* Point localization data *
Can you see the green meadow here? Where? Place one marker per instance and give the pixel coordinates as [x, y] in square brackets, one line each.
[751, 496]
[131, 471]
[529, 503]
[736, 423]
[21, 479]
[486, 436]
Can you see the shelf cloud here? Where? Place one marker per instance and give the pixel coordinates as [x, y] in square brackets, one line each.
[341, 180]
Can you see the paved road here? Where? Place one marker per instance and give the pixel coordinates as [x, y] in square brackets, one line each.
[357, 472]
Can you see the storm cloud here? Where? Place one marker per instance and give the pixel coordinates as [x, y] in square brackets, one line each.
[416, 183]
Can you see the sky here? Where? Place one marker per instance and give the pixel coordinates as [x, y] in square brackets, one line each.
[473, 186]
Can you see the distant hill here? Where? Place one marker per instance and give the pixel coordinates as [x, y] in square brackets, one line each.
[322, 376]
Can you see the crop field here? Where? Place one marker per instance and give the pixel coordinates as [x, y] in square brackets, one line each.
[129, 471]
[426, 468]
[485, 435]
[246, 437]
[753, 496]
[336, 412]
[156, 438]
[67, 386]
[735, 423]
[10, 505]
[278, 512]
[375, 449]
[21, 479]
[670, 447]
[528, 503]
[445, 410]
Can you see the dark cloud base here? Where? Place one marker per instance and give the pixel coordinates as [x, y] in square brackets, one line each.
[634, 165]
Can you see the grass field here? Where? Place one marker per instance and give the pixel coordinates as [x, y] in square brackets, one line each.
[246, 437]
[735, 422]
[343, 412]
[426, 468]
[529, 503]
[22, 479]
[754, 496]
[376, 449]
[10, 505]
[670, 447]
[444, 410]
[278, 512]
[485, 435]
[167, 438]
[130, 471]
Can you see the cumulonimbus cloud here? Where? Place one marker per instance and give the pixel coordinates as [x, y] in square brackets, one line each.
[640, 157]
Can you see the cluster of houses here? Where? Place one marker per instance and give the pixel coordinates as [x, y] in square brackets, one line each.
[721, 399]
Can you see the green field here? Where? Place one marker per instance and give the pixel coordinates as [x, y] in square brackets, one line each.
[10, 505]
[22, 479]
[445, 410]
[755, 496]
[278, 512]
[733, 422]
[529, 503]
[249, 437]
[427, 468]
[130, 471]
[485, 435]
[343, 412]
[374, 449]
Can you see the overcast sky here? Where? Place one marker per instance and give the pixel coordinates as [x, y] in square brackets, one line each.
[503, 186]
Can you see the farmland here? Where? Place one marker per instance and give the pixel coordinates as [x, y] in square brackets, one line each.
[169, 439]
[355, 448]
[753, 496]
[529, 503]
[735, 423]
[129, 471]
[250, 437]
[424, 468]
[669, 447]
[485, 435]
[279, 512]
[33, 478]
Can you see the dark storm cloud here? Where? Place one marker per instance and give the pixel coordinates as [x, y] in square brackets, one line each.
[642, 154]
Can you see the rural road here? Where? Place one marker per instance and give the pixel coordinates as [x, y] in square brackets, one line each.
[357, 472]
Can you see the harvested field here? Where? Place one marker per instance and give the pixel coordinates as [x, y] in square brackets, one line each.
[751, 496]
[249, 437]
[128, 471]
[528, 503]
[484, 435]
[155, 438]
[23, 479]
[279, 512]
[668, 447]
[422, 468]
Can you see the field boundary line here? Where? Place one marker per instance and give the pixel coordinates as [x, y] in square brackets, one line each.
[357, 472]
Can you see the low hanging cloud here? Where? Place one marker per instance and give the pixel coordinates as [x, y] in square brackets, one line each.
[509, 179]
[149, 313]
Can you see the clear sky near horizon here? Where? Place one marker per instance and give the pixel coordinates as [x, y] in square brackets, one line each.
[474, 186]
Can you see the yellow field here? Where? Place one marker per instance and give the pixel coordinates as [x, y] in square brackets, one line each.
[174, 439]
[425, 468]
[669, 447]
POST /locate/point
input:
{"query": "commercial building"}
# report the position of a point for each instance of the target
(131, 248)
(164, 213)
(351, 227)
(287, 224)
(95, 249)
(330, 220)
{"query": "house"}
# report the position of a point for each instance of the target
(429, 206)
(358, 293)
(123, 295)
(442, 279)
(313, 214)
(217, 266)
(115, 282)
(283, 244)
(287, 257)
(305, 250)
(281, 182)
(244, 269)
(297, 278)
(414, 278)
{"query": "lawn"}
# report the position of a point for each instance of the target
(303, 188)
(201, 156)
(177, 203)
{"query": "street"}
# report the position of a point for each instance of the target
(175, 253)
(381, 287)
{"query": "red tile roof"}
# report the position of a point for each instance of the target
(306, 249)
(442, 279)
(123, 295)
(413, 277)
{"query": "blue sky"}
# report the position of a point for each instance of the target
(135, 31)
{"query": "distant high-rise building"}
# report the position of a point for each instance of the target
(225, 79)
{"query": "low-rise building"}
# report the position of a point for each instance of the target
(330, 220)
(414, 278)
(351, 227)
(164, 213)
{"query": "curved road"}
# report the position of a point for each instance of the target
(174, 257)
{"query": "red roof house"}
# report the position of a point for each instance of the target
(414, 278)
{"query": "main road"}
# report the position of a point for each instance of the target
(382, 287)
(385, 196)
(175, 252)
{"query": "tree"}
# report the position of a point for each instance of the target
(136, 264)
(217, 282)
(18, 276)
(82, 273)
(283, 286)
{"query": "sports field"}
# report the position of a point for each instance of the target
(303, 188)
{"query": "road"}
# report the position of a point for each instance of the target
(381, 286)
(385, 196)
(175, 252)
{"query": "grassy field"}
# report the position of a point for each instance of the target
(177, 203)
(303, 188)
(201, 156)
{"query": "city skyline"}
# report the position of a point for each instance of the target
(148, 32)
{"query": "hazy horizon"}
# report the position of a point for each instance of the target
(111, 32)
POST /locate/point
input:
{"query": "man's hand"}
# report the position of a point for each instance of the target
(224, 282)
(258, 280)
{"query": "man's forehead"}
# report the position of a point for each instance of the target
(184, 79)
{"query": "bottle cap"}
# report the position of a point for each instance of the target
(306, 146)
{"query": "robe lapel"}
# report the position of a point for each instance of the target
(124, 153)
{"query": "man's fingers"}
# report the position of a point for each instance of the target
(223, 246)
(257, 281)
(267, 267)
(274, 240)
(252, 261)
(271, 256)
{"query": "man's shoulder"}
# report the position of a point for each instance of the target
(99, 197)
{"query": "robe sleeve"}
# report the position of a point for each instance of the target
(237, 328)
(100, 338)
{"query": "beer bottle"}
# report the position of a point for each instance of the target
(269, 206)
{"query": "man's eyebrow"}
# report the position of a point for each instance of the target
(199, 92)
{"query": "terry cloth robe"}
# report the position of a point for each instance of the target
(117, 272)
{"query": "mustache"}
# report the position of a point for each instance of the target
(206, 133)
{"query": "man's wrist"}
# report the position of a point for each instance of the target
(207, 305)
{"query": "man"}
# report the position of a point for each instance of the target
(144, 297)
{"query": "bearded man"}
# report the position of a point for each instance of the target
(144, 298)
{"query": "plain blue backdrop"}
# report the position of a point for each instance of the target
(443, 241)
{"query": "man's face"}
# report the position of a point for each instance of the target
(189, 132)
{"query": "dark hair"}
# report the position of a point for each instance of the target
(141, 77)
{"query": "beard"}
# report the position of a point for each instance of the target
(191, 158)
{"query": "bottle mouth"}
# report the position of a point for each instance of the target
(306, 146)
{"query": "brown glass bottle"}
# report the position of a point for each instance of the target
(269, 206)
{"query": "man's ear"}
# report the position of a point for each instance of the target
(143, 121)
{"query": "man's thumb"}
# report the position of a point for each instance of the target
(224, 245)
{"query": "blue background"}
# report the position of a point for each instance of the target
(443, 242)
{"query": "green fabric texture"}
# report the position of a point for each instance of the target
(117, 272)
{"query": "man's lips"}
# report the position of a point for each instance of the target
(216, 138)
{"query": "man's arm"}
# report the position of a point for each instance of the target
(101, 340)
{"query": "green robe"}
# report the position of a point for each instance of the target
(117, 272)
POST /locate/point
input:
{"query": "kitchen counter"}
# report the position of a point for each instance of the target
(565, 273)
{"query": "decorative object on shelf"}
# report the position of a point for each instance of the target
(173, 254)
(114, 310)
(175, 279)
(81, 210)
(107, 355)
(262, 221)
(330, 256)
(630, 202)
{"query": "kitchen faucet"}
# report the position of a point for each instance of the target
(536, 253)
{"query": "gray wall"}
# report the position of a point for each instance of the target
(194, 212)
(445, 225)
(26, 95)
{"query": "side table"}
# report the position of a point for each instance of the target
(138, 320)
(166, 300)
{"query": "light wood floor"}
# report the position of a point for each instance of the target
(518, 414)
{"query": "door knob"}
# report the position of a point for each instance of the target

* Assigned task *
Respond with the number of lines in the entries that include the string "robe", and nothing besides.

* Task answer *
4